## PROBLEM TO WORK ON
Every entry must come back exactly as it was written.
>>>
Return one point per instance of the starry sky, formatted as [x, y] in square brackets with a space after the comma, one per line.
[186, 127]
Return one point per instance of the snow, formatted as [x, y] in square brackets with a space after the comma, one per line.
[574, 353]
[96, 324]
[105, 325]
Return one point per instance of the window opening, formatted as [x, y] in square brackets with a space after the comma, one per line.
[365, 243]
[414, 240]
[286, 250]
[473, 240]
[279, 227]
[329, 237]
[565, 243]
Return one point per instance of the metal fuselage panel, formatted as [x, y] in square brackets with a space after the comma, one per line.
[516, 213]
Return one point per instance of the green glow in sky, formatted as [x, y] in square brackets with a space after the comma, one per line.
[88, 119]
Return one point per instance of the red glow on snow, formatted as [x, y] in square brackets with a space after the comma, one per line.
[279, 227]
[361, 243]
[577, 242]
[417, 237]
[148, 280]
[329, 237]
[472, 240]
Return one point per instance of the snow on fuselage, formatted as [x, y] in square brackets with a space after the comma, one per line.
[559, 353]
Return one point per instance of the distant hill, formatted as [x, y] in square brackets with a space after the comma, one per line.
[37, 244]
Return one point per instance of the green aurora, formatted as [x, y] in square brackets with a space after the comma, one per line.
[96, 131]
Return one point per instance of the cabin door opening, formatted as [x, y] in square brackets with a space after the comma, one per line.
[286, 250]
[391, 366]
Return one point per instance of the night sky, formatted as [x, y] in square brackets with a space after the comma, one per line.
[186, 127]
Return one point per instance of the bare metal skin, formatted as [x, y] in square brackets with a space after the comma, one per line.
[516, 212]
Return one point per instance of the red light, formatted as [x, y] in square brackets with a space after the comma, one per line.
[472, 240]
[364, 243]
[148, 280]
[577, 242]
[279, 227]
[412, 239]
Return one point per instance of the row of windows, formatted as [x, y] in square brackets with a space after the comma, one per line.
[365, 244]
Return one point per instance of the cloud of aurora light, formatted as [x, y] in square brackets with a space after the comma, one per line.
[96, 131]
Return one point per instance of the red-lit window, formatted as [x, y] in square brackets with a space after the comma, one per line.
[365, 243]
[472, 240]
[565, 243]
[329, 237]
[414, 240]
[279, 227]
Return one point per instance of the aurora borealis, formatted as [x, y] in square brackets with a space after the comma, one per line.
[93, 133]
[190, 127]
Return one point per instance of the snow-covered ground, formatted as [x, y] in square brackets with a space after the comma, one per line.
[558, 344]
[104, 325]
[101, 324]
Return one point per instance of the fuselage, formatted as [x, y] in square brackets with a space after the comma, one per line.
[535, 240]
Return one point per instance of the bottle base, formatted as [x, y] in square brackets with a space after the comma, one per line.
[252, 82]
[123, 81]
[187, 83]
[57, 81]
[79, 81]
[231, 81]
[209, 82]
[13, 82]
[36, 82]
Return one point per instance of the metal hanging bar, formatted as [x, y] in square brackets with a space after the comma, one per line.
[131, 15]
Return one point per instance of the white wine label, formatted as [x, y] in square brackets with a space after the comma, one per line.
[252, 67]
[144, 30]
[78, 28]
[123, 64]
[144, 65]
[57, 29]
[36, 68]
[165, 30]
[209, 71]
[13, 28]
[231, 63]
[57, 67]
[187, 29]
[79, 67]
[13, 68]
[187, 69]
<<<
## RESPONSE TO THE TASK
Return one point per instance of the starry sky, formatted as [x, y] in square brackets with a space after the comma, one per line.
[186, 127]
Return one point per instance of the snow, formatted as [x, y] in square brackets with a space after the comma, one per line.
[574, 353]
[96, 324]
[105, 325]
Return one point per instance of the window opening, formatted as [x, y] in square brackets with a space after the comma, one per line.
[365, 243]
[414, 240]
[286, 250]
[473, 240]
[279, 227]
[329, 237]
[565, 243]
Return one point per instance of the metal fuselage panel, formatted as [x, y] in square brackets with a space after the comma, one per line.
[516, 213]
Return one point per instance of the green glow in sky, formatted as [x, y] in square brackets with a space after the comma, one per line.
[88, 119]
Return one point per instance of the red glow on snow, formatted as [x, y] in square brackets with a space after the comma, one per line.
[279, 227]
[361, 243]
[577, 242]
[417, 237]
[148, 280]
[329, 237]
[472, 240]
Return one point per instance of the snow on fuselage, formatted as [x, y] in square brackets with a space after the comma, one per line.
[559, 353]
Return one point per instance of the distant hill, formatted as [x, y] in square brackets with a space after the comma, one per line.
[37, 244]
Return one point per instance of the green aurora, formatted as [x, y] in square brackets with a space after the comma, one per line.
[96, 131]
Return one point per instance of the cabin door opening, formatted as [x, y] in square brackets with a space after the comma, one per line.
[286, 250]
[391, 366]
Return one point per instance of the night sky, formatted as [x, y] in square brackets with a space after the comma, one per line.
[186, 127]
Return one point per instance of the bare metal skin, formatted as [x, y] in square brackets with a space after the comma, one per line.
[516, 212]
Return one point per instance of the red light, formatted as [x, y] in square brackets with a space after the comma, one per line.
[472, 240]
[364, 243]
[148, 280]
[577, 242]
[279, 227]
[412, 239]
Return one point per instance of the row of windows, formatted as [x, y] in square brackets with a space after the comma, one per line.
[365, 244]
Return one point per instance of the cloud of aurora light, formatted as [x, y] in square brackets with a space after the comma, one per line.
[96, 131]
Return one point per instance of the red-lit window, formatted as [x, y] in square brackets with a space after the comma, one per line.
[365, 243]
[472, 240]
[565, 243]
[329, 237]
[414, 240]
[279, 227]
Return one point per instance of the aurora borealis, formatted as [x, y] in square brackets with a space after the comma, one per line.
[93, 133]
[190, 127]
Return one point per instance of the snow-covered ground, formatted as [x, y] in square brackets with a space after the comma, one per line.
[558, 344]
[104, 325]
[101, 324]
Return one point per instance of the fuselage, formatted as [x, y] in square brackets with a space after the comma, one per line.
[535, 240]
Return one point per instance of the bottle base, formatted as [x, y] in square brackets with a space after the comma, one per line.
[252, 82]
[123, 81]
[187, 83]
[57, 81]
[79, 81]
[231, 81]
[209, 82]
[13, 82]
[36, 82]
Return one point per instance of the metal hanging bar, formatted as [x, y] in square brackets with a space after the comma, one per line.
[131, 15]
Return one point per instance of the white wine label, formatted as [x, y] in square brackets with a space after the comma, one per line.
[252, 67]
[144, 30]
[78, 28]
[123, 64]
[144, 65]
[57, 29]
[36, 68]
[165, 30]
[209, 71]
[13, 28]
[231, 63]
[57, 67]
[187, 29]
[79, 67]
[13, 68]
[187, 69]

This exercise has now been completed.